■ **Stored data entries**
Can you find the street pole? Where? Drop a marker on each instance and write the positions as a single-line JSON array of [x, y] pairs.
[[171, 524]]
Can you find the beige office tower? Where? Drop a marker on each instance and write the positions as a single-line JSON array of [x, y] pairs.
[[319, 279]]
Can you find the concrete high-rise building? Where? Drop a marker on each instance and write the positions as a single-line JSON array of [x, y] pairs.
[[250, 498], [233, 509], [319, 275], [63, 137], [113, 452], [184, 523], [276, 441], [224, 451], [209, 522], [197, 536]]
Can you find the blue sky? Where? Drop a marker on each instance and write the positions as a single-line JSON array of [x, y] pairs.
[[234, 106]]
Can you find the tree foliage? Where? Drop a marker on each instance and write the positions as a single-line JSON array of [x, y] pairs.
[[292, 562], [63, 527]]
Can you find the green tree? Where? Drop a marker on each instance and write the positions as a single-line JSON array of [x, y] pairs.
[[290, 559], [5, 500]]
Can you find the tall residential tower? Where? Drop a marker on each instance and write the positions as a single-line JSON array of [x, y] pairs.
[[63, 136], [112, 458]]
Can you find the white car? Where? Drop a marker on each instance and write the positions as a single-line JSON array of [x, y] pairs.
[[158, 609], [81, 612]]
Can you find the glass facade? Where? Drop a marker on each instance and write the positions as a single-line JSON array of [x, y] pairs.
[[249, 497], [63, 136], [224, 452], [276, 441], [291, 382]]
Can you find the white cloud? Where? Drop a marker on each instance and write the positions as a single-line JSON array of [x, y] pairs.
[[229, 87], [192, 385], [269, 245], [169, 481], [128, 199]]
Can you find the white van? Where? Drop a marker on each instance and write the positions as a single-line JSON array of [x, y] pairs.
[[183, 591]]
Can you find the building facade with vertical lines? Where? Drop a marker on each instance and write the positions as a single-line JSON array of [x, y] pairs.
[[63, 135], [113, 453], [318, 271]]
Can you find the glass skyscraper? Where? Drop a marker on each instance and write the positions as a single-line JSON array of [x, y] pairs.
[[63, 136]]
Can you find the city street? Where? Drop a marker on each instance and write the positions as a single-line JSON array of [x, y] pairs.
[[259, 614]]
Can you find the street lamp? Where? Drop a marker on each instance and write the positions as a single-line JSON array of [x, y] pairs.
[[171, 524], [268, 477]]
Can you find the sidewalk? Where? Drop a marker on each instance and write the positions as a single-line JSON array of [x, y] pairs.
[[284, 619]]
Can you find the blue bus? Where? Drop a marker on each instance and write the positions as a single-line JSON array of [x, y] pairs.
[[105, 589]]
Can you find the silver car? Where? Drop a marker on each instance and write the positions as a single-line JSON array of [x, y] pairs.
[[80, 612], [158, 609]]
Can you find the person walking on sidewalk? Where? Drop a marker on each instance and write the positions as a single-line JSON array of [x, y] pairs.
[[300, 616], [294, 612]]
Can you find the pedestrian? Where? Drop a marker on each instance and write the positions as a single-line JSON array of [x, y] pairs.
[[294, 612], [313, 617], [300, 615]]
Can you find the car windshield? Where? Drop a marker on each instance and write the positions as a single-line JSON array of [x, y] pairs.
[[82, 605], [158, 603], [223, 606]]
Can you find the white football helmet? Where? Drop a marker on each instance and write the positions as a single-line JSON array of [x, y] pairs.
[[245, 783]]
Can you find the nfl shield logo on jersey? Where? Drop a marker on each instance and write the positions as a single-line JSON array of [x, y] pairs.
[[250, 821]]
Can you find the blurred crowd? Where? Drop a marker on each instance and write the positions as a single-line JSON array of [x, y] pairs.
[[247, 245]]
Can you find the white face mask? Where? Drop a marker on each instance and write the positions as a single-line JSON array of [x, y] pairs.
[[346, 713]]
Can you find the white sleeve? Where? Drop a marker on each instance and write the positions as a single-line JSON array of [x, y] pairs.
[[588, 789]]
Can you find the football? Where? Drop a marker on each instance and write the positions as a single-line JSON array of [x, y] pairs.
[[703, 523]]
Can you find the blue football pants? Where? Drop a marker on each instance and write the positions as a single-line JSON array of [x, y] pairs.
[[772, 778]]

■ **PROBLEM TO SOLVE**
Could you put every line of the material above into a Markdown table with the columns Row and Entry, numbering each row and leaving out blank lines?

■ **TASK RESPONSE**
| Row | Entry |
|---|---|
| 1 | Can you find the street pole? Where? Drop a marker on each instance and write the positions as a single-line JSON array of [x, y] pairs. |
| 2 | [[171, 524]] |
| 3 | Can you find the beige office tower? Where? Drop a marker on each instance and write the positions as a single-line JSON array of [x, y] pairs. |
| 4 | [[319, 279]] |
| 5 | Can you find the concrete high-rise building? Where? Drop a marker on each instance and write the positions as a single-line JSON array of [x, y] pairs. |
| 6 | [[250, 498], [233, 509], [319, 275], [63, 137], [113, 452], [184, 523], [276, 441], [224, 451], [209, 522], [197, 536]] |
| 7 | Can you find the blue sky? Where? Drop a marker on each instance and write the positions as a single-line JSON array of [x, y] pairs. |
| 8 | [[234, 106]] |
| 9 | Can you find the tree foliage? Where? Drop a marker on each instance and write the positions as a single-line JSON array of [x, y] pairs. |
| 10 | [[292, 562], [63, 527]] |
| 11 | Can you find the green tree? Where? Drop a marker on each instance and write the positions as a single-line JSON array of [x, y] pairs. |
| 12 | [[290, 559], [5, 500]] |
| 13 | Can you find the tall residential tower? Where? Drop a marker on each instance and write the positions as a single-line JSON array of [x, y] pairs. |
| 14 | [[63, 136], [112, 458]] |
| 15 | Can you find the white car? Where? Drop a marker on each instance and write the positions as a single-line JSON array of [x, y] pairs. |
| 16 | [[158, 609], [81, 612]] |
| 17 | Can you find the glass facade? Where? Drop a marker on each instance and write the positions as a single-line JSON array of [x, y] pairs. |
| 18 | [[249, 497], [63, 136], [224, 452], [276, 441], [291, 382]] |
| 19 | Can you find the white cloud? Where? Drop a marker on each instance and write the positions as a single-line JSON array of [x, y] pairs. |
| 20 | [[229, 87], [192, 385], [269, 245], [169, 481], [128, 199]] |
| 21 | Can you find the white van? Where? Drop a marker on each instance and write the positions as a single-line JSON array of [x, y] pairs. |
| 22 | [[183, 591]] |
| 23 | Can you find the building facade with vertical lines? Where? Drop a marker on each instance and write the positions as a single-line JSON array of [x, y] pairs. |
| 24 | [[63, 135], [113, 453], [318, 271]] |
| 25 | Can you find the glass skyscraper? Where? Drop a marker on each instance and write the positions as a single-line JSON array of [x, y] pairs. |
| 26 | [[63, 136]] |
| 27 | Can you find the city street? Where? Drop a marker on each instance and write the positions as a single-line JSON array of [x, y] pairs. |
| 28 | [[259, 614]] |
| 29 | Can you find the street lamp? Where? Drop a marker on each instance and write the positions as a single-line JSON array of [x, y] pairs. |
| 30 | [[171, 524], [268, 477]] |
| 31 | Can you find the sidewalk? Where? Drop a marker on each instance and write the positions as a single-line JSON array of [x, y] pairs. |
| 32 | [[284, 619]] |
| 33 | Can you find the blue bus? Where? Drop a marker on each instance and write the positions as a single-line JSON array of [x, y] pairs. |
| 34 | [[105, 589]] |
| 35 | Can you find the silver car? Where? Drop a marker on each instance and write the positions as a single-line JSON array of [x, y] pairs. |
| 36 | [[80, 612], [158, 609]] |
| 37 | Can you find the person walking on sidewalk? Where? Drop a marker on each instance and write the positions as a single-line JSON array of [x, y] pairs. |
| 38 | [[300, 616], [294, 612]] |
| 39 | Can you find the pedestrian? Where? Drop a marker on each instance and write the positions as a single-line JSON array of [x, y] pairs. |
| 40 | [[294, 612], [313, 617], [300, 615]] |
| 41 | Can you find the car windshield? Where? Drop a marker on each instance and write the positions as a single-line JSON array of [x, y] pairs. |
| 42 | [[82, 605], [158, 603], [223, 606]] |
| 43 | Can you find the white football helmet? Where? Drop a marker on each instance and write the positions as a single-line JSON array of [x, y] pairs. |
| 44 | [[245, 783]] |
| 45 | Can you find the nfl shield logo on jersey? Where? Drop a marker on each instance and write the positions as a single-line JSON array of [x, y] pairs. |
| 46 | [[250, 821]] |
| 47 | Can you find the blurred crowd? Where? Drop a marker on each instance and write the positions as a single-line JSON array of [x, y] pairs. |
| 48 | [[247, 245]] |
| 49 | Can you find the white face mask? Where? Drop a marker on each instance and write the positions as a single-line JSON array of [x, y] pairs. |
| 50 | [[346, 713]] |
| 51 | Can you find the white sleeve? Where? Drop a marker on each instance and write the positions as a single-line JSON array of [x, y] pairs. |
| 52 | [[588, 789]] |
| 53 | Can you find the football? Where? Drop a marker on each instance and write the positions as a single-line JSON array of [x, y] pairs. |
| 54 | [[703, 523]] |
| 55 | Can you find the blue football pants? Where? Drop a marker on each instance and write the positions as a single-line JSON array of [x, y] pairs. |
| 56 | [[772, 778]] |